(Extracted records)
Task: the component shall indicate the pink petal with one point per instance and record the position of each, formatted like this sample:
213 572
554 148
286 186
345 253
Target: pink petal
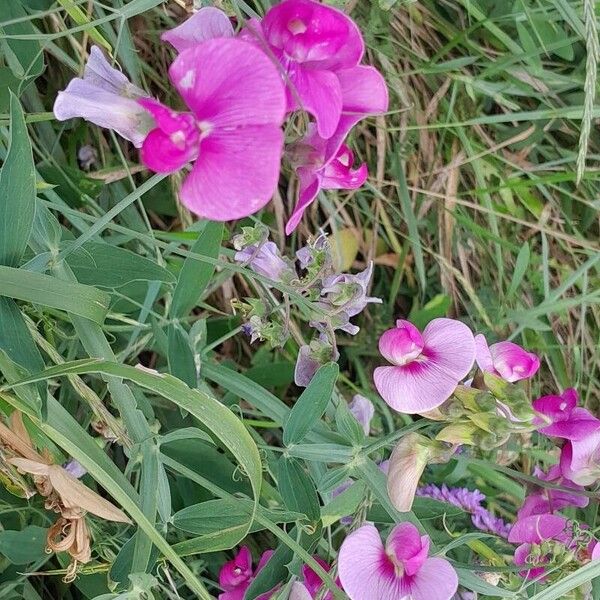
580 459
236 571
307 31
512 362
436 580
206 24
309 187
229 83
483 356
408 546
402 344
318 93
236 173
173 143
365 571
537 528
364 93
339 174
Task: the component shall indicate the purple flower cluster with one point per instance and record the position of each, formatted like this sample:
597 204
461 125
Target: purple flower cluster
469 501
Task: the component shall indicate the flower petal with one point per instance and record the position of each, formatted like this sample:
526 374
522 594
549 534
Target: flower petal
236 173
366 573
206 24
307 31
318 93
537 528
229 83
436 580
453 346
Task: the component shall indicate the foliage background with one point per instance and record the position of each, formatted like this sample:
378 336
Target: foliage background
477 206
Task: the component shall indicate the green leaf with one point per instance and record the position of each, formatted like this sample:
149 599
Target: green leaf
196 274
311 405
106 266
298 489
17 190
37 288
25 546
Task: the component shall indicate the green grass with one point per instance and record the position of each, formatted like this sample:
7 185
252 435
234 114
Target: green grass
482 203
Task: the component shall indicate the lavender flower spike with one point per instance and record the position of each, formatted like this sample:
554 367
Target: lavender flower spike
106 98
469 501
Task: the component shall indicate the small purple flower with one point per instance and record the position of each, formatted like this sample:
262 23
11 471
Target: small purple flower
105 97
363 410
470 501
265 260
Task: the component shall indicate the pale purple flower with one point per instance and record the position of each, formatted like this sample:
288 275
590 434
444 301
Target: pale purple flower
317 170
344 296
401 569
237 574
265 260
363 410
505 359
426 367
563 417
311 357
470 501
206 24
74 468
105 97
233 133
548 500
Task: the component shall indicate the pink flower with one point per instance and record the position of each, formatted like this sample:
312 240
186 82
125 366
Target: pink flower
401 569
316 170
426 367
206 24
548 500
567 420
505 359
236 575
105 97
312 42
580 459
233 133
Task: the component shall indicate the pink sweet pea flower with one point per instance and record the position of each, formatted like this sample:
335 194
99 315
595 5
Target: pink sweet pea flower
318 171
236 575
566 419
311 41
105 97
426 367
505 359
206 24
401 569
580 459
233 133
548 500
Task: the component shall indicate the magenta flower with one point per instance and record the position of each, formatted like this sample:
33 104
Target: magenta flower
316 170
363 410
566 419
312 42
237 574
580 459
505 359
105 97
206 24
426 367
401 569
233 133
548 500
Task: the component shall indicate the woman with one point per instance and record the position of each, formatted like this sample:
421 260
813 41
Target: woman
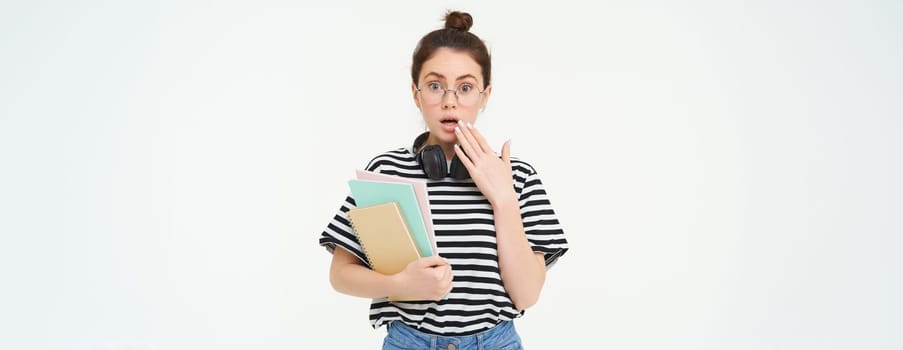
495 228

--

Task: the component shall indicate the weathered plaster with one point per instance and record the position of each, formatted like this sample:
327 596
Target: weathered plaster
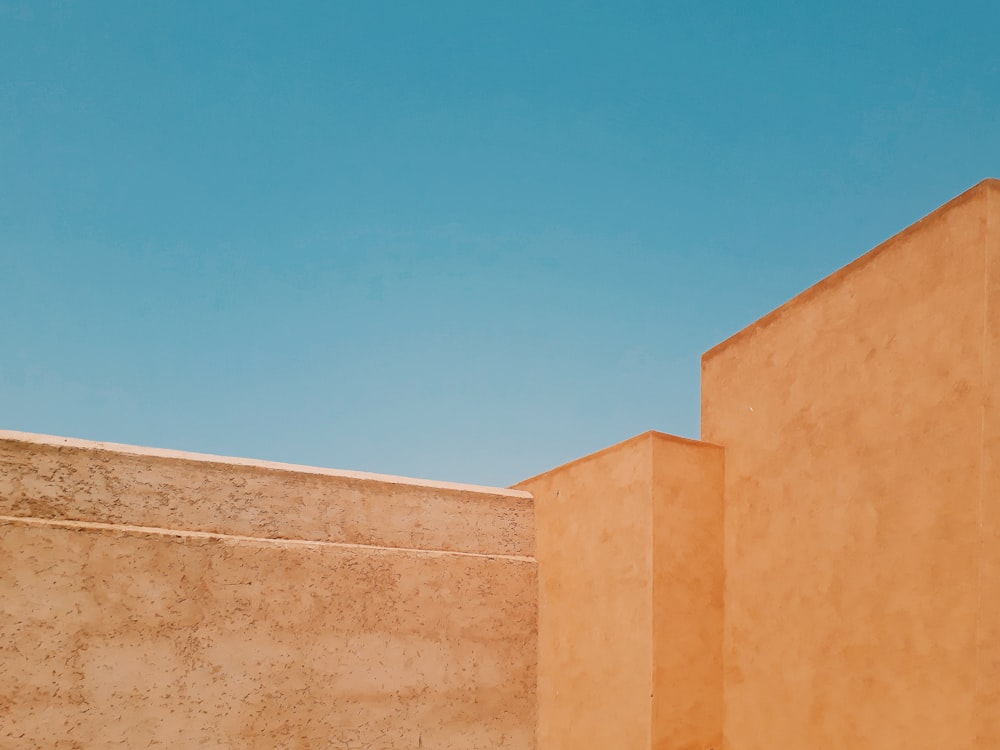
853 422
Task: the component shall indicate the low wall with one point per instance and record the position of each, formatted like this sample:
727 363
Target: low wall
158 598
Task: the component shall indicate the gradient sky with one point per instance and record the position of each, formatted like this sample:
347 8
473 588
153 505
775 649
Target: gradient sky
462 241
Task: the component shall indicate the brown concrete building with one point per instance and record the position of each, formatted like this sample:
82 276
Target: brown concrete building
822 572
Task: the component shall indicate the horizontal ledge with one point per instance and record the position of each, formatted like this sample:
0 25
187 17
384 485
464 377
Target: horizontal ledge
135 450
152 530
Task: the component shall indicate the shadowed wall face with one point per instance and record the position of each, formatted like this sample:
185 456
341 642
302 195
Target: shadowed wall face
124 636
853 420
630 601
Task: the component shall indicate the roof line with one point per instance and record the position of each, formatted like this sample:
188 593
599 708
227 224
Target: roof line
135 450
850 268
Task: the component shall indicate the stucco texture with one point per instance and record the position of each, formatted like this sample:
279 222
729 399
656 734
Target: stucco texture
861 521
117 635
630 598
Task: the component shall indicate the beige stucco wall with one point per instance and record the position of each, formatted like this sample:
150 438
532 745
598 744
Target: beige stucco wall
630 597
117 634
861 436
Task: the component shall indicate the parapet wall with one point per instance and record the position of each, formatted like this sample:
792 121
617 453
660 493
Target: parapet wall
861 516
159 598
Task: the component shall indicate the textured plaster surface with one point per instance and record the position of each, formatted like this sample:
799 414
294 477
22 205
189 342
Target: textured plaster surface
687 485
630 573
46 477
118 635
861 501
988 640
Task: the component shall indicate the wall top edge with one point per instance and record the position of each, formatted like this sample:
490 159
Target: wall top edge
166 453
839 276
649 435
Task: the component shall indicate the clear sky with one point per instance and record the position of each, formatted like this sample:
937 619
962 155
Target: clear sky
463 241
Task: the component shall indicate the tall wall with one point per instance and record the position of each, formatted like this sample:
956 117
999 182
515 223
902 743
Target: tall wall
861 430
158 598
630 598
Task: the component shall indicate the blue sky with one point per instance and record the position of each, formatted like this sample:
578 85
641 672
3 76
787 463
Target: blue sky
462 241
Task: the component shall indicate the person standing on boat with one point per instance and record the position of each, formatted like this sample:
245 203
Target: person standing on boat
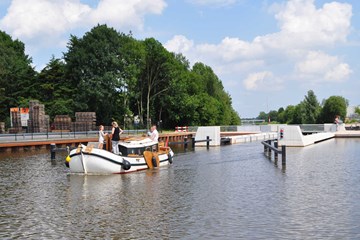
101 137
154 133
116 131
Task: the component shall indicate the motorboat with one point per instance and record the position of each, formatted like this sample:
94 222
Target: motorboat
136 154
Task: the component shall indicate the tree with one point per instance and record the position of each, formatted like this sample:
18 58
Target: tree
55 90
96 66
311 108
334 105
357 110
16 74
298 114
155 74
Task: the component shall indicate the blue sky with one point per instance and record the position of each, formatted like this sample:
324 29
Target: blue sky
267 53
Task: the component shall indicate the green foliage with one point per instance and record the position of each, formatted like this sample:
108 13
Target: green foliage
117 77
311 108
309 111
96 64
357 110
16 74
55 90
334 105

### WHAT IS ASKED
Count the lines above that contain the string "ledge", treating uppercase and lowercase letters as different. Give only the number.

### TASK SOLUTION
2